§ Текст:
• • •

Три особенности этой аргументации обращают на себя внимание. Во-первых, для Мартина, как и для Лено, модерность была синонимом западной модели развития, и он не учитывал возможность нелиберальной или незападной модерности. Частые отсылки к модернизации под воздействием рынка, как в приведенном отрывке, заставляют задаться вопросом, не противопоставляет ли Мартин далее англо-американскую модель континентальной; государственное вмешательство в экономику необязательно должно быть связано со сталинизмом, Советским Союзом или Россией. Во-вторых, Мартин соотнес возвращение к изначальному пониманию русской национальности в 1930-е годы с «устойчивостью в коммунистических обществах традиционных домодерных практик», таких как иерархичность и личностные отношения. Мартин, как и Йовитт, считал преобладание социальных и этнических иерархий в противовес уравнивающему универсализму ключевым признаком традиционализма. Но можно ли говорить, что это явления одного порядка, если другие модерные общества не чуждались этнического примордиализма? Или в этих обществах, которые Мартин счел бы подлинно модерными, тоже был зазор между намерениями и действительностью? Учитывая сущность его доводов, удивительно, что он совсем не затронул дореволюционный период. Те, кто в первую очередь призывал обратить внимание на традиционные или домодерные элементы советского строя, совершенно не стремились изучать традицию – которая сама по себе, как и модерность, едва ли является однозначным, лаконично объяснимым и не вызывающим затруднений понятием105.

• • •

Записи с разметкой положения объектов
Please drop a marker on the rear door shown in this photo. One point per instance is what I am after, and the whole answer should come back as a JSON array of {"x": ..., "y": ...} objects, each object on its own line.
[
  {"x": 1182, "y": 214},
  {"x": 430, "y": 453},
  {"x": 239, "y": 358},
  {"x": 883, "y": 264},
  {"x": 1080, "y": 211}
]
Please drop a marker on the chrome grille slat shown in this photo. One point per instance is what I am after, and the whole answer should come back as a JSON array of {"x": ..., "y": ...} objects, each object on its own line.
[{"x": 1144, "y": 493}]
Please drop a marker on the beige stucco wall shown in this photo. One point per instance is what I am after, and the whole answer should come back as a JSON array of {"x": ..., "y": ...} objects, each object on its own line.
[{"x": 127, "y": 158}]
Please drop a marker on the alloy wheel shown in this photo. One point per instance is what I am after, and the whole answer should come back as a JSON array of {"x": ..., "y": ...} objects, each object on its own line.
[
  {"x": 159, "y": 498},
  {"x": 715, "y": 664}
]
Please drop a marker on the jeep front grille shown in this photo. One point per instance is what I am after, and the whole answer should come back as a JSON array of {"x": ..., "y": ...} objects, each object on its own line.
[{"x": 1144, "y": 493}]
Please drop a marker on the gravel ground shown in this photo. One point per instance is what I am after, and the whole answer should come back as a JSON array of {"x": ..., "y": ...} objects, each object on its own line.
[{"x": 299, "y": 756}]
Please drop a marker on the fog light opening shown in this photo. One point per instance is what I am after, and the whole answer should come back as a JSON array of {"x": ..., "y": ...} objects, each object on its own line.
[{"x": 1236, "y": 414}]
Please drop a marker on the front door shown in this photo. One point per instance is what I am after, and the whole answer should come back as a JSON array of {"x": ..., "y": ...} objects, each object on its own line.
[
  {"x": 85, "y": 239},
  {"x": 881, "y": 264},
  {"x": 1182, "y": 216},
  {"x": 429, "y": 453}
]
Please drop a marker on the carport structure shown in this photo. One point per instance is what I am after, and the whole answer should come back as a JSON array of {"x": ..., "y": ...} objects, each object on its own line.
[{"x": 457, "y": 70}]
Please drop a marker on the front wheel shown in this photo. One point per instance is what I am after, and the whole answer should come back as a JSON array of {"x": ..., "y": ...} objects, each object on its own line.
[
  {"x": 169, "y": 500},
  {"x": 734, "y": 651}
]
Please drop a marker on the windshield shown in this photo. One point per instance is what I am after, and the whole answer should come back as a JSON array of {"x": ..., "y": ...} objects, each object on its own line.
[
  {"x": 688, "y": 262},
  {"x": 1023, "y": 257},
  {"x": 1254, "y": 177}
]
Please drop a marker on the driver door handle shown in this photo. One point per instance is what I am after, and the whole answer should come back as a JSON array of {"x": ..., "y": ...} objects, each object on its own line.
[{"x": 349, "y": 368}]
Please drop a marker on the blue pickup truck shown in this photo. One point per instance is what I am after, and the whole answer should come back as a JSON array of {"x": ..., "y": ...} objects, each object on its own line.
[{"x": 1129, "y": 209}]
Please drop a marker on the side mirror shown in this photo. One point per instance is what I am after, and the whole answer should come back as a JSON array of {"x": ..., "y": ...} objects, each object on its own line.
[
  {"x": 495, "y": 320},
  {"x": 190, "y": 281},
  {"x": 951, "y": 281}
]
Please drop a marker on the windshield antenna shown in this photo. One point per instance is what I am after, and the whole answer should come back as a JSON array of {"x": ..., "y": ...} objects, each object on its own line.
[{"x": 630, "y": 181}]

• • •

§ Задание 1:
Почему, согласно фрагменту о модерности у Мартина, он не учитывал возможность нелиберальной или незападной модерности? Ответьте, пожалуйста, одним–тремя предложениями.
§ Задание 2:
Подхватите фрагмент о модерности у Мартина и продолжите рассуждение сразу после его последнего предложения.

§ Ответ 1:
Для Мартина, как и для Лено, модерность была синонимом западной модели развития. Поэтому иные, нелиберальные или незападные варианты модерности он во внимание не принимал.

§ Ответ 2:
На самом деле определение традиции остается одним из самых насущных вопросов для любой неотрадиционалистской теории. Барбара Уокер поставила под сомнение отсылку Терри Мартина к Уолдеру: «Неотрадиционализм, как его определил Уолдер, явно внеисторичен, он исключает какой-либо интерес к данной в реальности, локальной истории подобных „традиционных“ явлений»106. Пренебрегая традицией в лице Российской империи до 1917 года, неотрадиционалисты лишают себя некоторых убедительных возможностей показать связь между советским периодом и более старыми моделями развития, как бы они в конечном счете ни назывались. В действительности именно то, что сторонники неотрадиционализма усмотрели в Советском Союзе межвоенного периода, – сочетание переплетающихся традиционных и модерных элементов, или параллельное развитие различных политических и социальных форм, соотносящихся с несколькими историческими этапами, – породило некоторые из наиболее глубоких и выдающихся исторических трактовок царской и революционной России107.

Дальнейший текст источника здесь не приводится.